▶ **Solicitud A**: Cita literalmente el tramo del texto sobre la pubertad que va desde "Sabemos que en" hasta "que queremos implantar.".
▶ **Solicitud B**: Según el texto sobre la pubertad, ¿a qué vive expuesta esta generación?
▶ **Solicitud C**: Prosigue el texto sobre la pubertad a partir de su última oración.

▶ **Documento fuente**:
|---|
Sabemos que en la pubertad comienzan muchos cambios en los niños y niñas, desde corporales, emocionales, académicos, de conducta, y de comunicación con sus padres. Muchas veces nos dan tips a los padres, que son muy bienvenidos, pero nos falta entender la verdadera razón “más allá que sea la pubertad” del cambio de nuestra hija o hijo. Si no entendemos qué les está pasando en su mundo emocional es difícil que logremos ser empáticos y contenerlos en esta etapa, logrando así mantener esas estrategias que queremos implantar.
Tal vez muchos están pensando “cuando yo era púber mis papás no se preocupaban o leían tanto”, o “todos pasamos por esta etapa y sobrevivimos”. Es cierto, pero no por eso vamos a dejar de acompañar a nuestros hijos de manera más informada y mejor, sobre todo cuando esta generación vive expuesta, ya sea a una cantidad de información que no saben procesar y a redes sociales que les imponen ciertos cánones físicos y de conductas, estando más vulnerables a la presión de sus pares y a la comparación con ellos.
|---|
▶ **Material proporcionado**:
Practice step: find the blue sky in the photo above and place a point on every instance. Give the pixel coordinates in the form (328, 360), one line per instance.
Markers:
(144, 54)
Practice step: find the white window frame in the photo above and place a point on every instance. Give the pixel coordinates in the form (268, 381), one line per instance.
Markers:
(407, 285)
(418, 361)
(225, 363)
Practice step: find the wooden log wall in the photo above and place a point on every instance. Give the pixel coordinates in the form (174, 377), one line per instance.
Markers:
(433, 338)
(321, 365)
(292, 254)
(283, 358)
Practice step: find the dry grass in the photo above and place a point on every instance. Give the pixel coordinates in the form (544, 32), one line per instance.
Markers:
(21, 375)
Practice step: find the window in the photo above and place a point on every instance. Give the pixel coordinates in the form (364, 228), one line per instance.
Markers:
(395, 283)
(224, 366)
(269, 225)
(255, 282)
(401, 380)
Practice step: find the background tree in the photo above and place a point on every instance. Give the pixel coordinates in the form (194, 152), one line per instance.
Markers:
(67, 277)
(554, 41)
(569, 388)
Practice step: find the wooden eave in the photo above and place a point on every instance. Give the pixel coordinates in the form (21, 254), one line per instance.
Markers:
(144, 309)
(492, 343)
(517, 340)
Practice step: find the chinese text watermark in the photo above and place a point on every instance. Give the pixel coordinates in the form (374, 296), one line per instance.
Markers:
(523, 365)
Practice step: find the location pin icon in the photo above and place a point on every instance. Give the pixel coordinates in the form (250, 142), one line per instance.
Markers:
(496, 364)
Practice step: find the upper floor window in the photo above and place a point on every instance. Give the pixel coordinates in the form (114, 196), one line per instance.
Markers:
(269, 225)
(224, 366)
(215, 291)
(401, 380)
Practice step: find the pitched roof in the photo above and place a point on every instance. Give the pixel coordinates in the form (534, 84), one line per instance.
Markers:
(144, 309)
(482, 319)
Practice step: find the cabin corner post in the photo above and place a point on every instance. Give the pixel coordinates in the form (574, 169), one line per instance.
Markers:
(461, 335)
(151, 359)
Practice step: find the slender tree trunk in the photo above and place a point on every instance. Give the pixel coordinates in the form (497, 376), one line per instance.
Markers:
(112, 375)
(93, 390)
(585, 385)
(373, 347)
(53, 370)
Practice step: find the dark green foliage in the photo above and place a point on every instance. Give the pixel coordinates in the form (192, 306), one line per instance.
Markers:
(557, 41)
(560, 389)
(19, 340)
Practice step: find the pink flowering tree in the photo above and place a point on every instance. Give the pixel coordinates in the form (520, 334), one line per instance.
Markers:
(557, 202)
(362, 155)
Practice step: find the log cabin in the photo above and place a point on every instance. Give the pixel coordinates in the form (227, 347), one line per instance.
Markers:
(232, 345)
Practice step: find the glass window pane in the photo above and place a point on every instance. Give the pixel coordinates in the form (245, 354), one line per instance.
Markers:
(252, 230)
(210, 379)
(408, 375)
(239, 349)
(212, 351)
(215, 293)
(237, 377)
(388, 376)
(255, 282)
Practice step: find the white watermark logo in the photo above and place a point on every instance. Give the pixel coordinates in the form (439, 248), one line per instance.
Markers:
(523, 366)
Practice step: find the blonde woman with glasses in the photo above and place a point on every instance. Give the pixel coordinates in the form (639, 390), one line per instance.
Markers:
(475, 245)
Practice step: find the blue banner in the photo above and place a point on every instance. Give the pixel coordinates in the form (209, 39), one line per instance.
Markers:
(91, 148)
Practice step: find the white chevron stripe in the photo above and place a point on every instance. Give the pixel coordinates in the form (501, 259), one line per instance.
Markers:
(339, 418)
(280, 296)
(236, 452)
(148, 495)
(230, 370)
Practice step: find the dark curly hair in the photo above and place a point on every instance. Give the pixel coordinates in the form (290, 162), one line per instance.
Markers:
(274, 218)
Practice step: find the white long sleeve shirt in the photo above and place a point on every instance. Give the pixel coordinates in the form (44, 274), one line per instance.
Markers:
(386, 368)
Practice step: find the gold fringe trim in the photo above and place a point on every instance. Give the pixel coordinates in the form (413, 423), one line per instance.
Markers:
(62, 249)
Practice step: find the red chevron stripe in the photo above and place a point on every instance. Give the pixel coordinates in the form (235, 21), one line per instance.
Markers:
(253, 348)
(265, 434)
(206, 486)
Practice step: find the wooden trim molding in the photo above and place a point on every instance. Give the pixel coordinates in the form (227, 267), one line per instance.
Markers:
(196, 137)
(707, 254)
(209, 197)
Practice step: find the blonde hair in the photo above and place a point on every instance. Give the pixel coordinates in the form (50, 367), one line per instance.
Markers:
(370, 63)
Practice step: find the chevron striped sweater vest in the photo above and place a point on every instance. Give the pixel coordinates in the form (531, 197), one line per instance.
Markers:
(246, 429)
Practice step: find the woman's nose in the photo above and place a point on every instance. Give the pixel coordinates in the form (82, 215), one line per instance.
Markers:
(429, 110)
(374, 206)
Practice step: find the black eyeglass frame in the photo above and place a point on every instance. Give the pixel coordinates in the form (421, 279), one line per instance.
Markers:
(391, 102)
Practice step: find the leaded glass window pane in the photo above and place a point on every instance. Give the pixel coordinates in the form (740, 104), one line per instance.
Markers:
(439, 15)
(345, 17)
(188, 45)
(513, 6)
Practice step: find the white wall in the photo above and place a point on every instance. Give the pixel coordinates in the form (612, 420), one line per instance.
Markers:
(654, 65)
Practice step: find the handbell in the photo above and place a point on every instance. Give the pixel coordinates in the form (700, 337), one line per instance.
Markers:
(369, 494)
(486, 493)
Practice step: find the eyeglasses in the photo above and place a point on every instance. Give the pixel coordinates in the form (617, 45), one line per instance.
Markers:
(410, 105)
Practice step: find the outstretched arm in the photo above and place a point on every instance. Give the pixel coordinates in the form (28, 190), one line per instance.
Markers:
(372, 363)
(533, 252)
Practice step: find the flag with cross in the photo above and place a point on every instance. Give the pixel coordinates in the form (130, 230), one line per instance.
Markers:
|---|
▶ **Respuesta A**:
Sabemos que en la pubertad comienzan muchos cambios en los niños y niñas, desde corporales, emocionales, académicos, de conducta, y de comunicación con sus padres. Muchas veces nos dan tips a los padres, que son muy bienvenidos, pero nos falta entender la verdadera razón “más allá que sea la pubertad” del cambio de nuestra hija o hijo. Si no entendemos qué les está pasando en su mundo emocional es difícil que logremos ser empáticos y contenerlos en esta etapa, logrando así mantener esas estrategias que queremos implantar.

▶ **Respuesta B**: A una cantidad de información que no saben procesar y a redes sociales que les imponen ciertos cánones físicos y de conductas.

▶ **Respuesta C**:
La pubertad es un espacio ambivalente, se transita entre la niñez y adolescencia, sintiendo una sensación de soledad y vacío, sin saber muchas veces lo que les sucede y/o con quién hablar sobre lo que están experimentado. Es una etapa que dura alrededor de 3 años, dando un margen entre los 10 y 13 años, en donde los niños comienzan a percibir cambios físicos, que muchas veces los viven como duelos y con miedo, ya que tienen que acomodarse a un nuevo cuerpo, y en ciertas ocasiones sus pares no están en la misma etapa anatómica, generando en ellos mayor inseguridad. Los cambios físicos pueden verse por el adulto como un etapa más, sin embargo son una experiencia de confusión, que generan sentimientos intensos, como los nombrados anteriormente y que muchas veces el niño no comparte, no porque no quiera, sino porque cree que no son válidos ya que el discurso adulto es “todos pasamos por esto”.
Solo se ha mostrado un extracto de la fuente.